= TASK GOAL =
Copy everything from the start of the listing down to the line containing "[228,119,315,203]", reproducing each line without changes.

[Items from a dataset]
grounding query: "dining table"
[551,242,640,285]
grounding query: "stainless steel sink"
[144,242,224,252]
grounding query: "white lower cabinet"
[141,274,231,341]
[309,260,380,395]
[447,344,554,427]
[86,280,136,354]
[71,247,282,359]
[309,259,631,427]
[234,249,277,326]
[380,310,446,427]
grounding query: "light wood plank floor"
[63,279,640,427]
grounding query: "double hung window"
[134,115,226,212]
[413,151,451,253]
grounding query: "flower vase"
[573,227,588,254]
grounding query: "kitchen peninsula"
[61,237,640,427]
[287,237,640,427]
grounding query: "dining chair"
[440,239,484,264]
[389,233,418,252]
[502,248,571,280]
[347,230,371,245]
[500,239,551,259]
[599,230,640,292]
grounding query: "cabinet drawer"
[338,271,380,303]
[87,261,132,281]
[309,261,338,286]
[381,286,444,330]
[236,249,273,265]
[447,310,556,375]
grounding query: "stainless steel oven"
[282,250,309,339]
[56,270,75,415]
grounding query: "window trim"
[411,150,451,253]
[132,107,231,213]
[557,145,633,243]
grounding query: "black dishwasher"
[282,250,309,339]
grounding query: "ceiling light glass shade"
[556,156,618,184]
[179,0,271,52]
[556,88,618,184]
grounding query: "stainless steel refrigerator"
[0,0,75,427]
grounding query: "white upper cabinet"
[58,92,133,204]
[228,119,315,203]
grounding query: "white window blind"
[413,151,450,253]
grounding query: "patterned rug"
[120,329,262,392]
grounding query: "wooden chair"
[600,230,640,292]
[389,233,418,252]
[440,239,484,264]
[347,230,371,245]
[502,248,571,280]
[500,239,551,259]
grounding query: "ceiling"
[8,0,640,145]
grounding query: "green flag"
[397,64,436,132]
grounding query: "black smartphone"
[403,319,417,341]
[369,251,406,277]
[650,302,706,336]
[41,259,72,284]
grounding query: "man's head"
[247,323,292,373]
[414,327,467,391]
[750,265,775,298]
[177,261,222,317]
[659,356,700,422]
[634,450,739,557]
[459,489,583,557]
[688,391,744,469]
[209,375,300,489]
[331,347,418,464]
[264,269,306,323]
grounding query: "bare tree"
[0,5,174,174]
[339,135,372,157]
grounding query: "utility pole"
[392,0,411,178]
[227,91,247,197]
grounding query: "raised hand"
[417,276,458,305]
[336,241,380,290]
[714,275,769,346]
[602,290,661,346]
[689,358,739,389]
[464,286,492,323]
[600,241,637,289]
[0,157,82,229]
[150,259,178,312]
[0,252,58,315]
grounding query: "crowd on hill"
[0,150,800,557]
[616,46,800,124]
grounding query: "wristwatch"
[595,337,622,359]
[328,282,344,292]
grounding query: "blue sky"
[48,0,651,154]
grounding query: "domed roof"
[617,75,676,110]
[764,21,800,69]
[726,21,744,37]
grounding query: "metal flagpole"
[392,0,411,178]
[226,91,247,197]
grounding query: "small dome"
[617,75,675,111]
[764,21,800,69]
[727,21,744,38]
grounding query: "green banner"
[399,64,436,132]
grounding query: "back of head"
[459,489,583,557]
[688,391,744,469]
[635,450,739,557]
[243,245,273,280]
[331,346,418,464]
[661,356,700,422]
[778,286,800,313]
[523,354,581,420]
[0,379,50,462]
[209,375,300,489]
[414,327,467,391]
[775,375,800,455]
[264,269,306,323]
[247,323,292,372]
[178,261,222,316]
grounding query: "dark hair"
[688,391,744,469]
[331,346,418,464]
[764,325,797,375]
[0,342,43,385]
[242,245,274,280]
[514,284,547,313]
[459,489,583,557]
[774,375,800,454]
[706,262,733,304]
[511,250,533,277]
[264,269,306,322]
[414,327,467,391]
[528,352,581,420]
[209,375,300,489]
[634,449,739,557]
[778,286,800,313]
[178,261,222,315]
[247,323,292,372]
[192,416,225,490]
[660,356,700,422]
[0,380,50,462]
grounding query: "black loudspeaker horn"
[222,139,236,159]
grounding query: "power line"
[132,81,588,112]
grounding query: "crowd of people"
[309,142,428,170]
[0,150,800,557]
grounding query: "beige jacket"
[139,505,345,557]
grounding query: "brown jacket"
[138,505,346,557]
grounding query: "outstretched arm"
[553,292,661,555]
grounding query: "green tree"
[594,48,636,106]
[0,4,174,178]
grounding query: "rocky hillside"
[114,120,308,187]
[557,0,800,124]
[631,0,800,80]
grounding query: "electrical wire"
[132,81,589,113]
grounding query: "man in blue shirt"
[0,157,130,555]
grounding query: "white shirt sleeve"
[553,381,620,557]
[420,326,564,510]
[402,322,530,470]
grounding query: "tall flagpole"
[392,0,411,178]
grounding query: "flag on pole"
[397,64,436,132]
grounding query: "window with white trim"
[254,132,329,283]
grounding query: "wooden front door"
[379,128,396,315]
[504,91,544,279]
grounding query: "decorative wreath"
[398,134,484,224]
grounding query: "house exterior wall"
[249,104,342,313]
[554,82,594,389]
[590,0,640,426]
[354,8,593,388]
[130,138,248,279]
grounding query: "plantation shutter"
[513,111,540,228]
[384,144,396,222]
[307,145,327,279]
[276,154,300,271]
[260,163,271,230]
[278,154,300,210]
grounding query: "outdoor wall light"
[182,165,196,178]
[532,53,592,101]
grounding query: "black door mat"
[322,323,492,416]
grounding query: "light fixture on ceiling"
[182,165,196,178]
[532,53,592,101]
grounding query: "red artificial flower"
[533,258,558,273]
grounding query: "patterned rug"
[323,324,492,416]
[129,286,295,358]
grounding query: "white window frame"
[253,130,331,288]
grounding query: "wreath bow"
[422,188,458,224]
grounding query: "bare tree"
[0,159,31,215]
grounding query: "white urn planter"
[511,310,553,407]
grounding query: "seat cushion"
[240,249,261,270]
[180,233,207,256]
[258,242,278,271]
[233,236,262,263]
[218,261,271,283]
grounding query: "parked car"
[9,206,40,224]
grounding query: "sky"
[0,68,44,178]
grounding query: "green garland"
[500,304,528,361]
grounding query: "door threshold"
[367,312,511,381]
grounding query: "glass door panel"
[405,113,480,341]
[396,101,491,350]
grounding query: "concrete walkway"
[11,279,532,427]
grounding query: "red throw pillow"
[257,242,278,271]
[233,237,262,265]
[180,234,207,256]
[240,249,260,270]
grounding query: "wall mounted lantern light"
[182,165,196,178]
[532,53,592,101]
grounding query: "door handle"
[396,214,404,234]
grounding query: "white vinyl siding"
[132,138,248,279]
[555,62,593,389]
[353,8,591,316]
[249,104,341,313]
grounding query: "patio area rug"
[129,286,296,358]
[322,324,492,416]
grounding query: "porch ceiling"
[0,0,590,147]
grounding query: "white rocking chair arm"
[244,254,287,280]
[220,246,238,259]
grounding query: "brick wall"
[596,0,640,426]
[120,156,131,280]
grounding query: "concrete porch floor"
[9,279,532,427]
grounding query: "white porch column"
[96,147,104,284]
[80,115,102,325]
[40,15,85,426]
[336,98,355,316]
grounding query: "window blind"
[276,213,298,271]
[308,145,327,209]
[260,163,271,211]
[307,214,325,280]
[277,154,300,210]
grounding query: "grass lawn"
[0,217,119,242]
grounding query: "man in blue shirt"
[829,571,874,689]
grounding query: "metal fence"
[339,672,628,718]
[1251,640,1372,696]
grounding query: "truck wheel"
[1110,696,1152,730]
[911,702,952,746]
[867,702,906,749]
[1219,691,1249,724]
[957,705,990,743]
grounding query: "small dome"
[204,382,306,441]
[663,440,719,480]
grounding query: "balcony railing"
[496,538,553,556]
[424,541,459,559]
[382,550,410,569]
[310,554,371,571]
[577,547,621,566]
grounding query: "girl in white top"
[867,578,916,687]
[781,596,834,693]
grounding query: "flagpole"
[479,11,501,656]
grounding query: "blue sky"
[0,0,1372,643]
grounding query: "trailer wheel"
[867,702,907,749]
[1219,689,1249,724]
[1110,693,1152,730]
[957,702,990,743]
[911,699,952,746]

= THE OUTPUT =
grounding query: "dining table"
[551,242,640,285]
grounding query: "stainless steel sink"
[144,242,224,252]
grounding query: "white lower cabinet"
[141,274,231,341]
[309,260,380,395]
[447,344,554,427]
[86,280,136,354]
[71,247,282,359]
[309,259,631,427]
[234,249,277,326]
[380,310,446,427]
grounding query: "light wood plank floor"
[63,279,640,427]
grounding query: "double hung window"
[134,115,226,212]
[413,151,451,253]
grounding query: "flower vase"
[573,227,588,254]
grounding query: "kitchen peninsula"
[61,237,640,427]
[287,237,640,427]
grounding query: "dining chair"
[440,239,484,264]
[389,233,418,252]
[502,248,571,280]
[347,230,371,245]
[500,239,551,259]
[599,230,640,292]
grounding query: "cabinet drawer"
[338,271,380,303]
[87,261,132,281]
[309,261,338,286]
[381,286,444,330]
[236,249,273,265]
[447,310,556,375]
grounding query: "stainless steel oven"
[282,250,309,339]
[56,270,75,415]
grounding query: "window trim"
[411,150,451,253]
[132,107,231,213]
[557,145,633,243]
grounding query: "black dishwasher"
[282,250,309,339]
grounding query: "ceiling light glass shade"
[556,156,618,184]
[179,0,271,52]
[556,88,618,184]
grounding query: "stainless steel refrigerator"
[0,0,75,427]
grounding query: "white upper cabinet"
[58,92,133,204]
[228,119,315,203]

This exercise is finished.